Work required:
Render the material below as a two-column CSV with the headers request and boxes, giving one row for each request. Put each request's text and its answer in their own quoted fields with line breaks replaced by spaces, and leave the pictures out.

Rows from a box-labeling dataset:
--- Begin ---
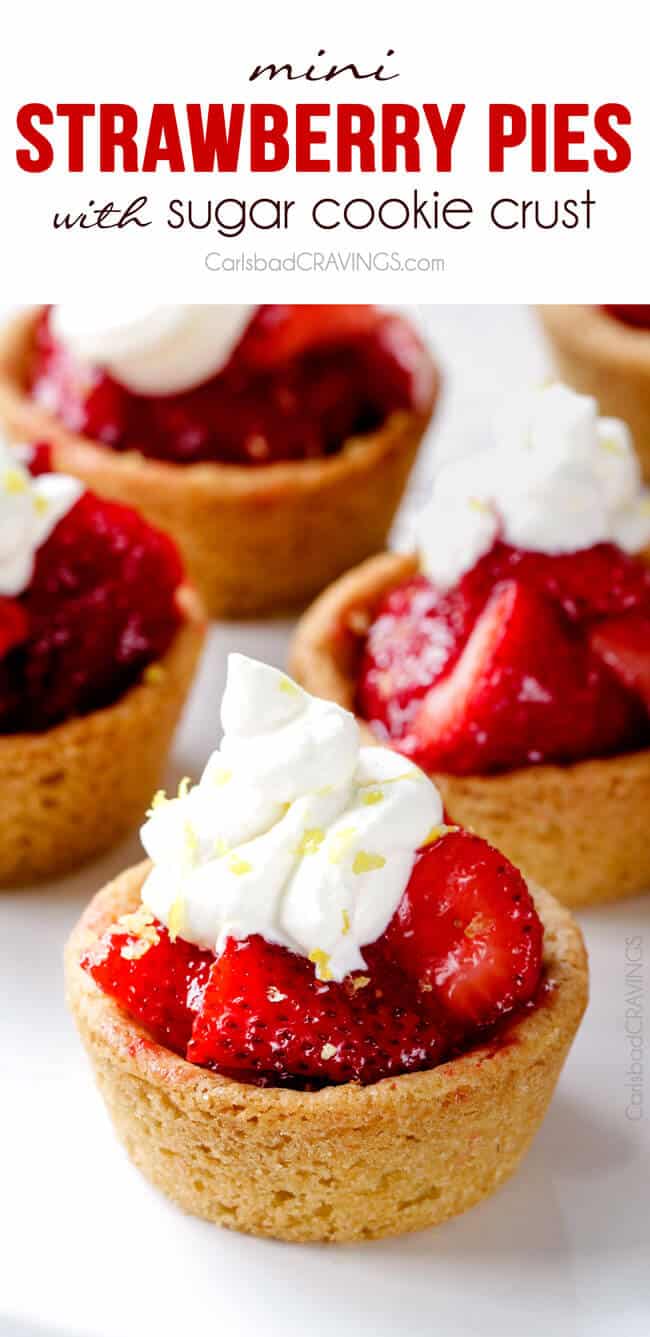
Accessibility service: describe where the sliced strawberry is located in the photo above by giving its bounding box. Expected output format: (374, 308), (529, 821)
(0, 596), (29, 659)
(187, 936), (448, 1086)
(237, 305), (381, 369)
(409, 580), (639, 774)
(82, 916), (214, 1055)
(385, 832), (543, 1032)
(27, 441), (52, 479)
(357, 576), (487, 738)
(605, 306), (650, 330)
(590, 612), (650, 711)
(468, 543), (650, 623)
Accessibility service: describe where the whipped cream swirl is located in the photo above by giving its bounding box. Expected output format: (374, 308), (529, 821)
(0, 440), (83, 599)
(142, 654), (443, 980)
(49, 306), (255, 394)
(417, 385), (650, 590)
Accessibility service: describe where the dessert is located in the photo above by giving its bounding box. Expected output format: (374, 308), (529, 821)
(66, 655), (587, 1239)
(539, 306), (650, 480)
(0, 443), (203, 885)
(292, 385), (650, 905)
(0, 302), (437, 616)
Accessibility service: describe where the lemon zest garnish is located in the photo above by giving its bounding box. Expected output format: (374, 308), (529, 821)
(147, 789), (169, 817)
(423, 822), (460, 846)
(309, 947), (333, 980)
(115, 905), (160, 961)
(350, 975), (370, 993)
(361, 789), (384, 808)
(115, 905), (154, 933)
(227, 854), (253, 877)
(143, 664), (165, 683)
(266, 984), (286, 1003)
(3, 469), (29, 496)
(329, 826), (357, 864)
(167, 896), (185, 943)
(464, 910), (495, 940)
(352, 849), (385, 873)
(294, 826), (325, 858)
(119, 933), (159, 961)
(183, 822), (199, 860)
(598, 436), (626, 455)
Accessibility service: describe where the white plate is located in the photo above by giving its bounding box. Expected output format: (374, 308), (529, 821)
(0, 308), (650, 1337)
--- End ---
Exercise result:
request,boxes
"Accessibility service: describe where the sliced strawberry is located in the photo above by giving its bounding box. Expected output format: (374, 308), (529, 821)","(0, 596), (29, 659) (187, 936), (448, 1086) (237, 305), (381, 369) (409, 580), (639, 774) (82, 916), (214, 1055) (385, 832), (543, 1032) (27, 441), (52, 479) (357, 576), (487, 738) (605, 306), (650, 330) (590, 612), (650, 711) (468, 543), (650, 623)"
"Accessibility service: describe where the whipped cream swirl is located in the photo above by giving its bounding box. Expected output format: (374, 308), (529, 821)","(0, 440), (83, 599) (142, 654), (443, 980) (49, 306), (255, 394) (417, 385), (650, 590)"
"Accessibility service: describe where the dessert is located in the photo above by giving its bounding box. Expected output format: (374, 308), (529, 821)","(66, 655), (587, 1239) (539, 306), (650, 480) (0, 443), (203, 885) (292, 385), (650, 905) (0, 302), (437, 616)"
"Accessibility service: describe where the lemon zest garnish is located in the photo above by giving its bounding box. Expected output format: (374, 308), (529, 821)","(147, 789), (169, 817) (423, 822), (460, 846) (309, 947), (333, 980) (115, 905), (160, 961) (350, 975), (370, 993) (361, 789), (384, 808) (115, 905), (154, 933) (227, 854), (253, 877) (143, 664), (165, 683) (266, 984), (286, 1003) (3, 469), (29, 496) (329, 826), (357, 864) (167, 896), (185, 943) (464, 910), (495, 940) (352, 849), (385, 873) (294, 826), (325, 858) (119, 933), (159, 961) (183, 822), (199, 860) (598, 436), (626, 455)"
"Accessibility service: describe where the white plate is located in the photo above by giving its bounding box. Expected output format: (374, 308), (529, 821)","(0, 308), (650, 1337)"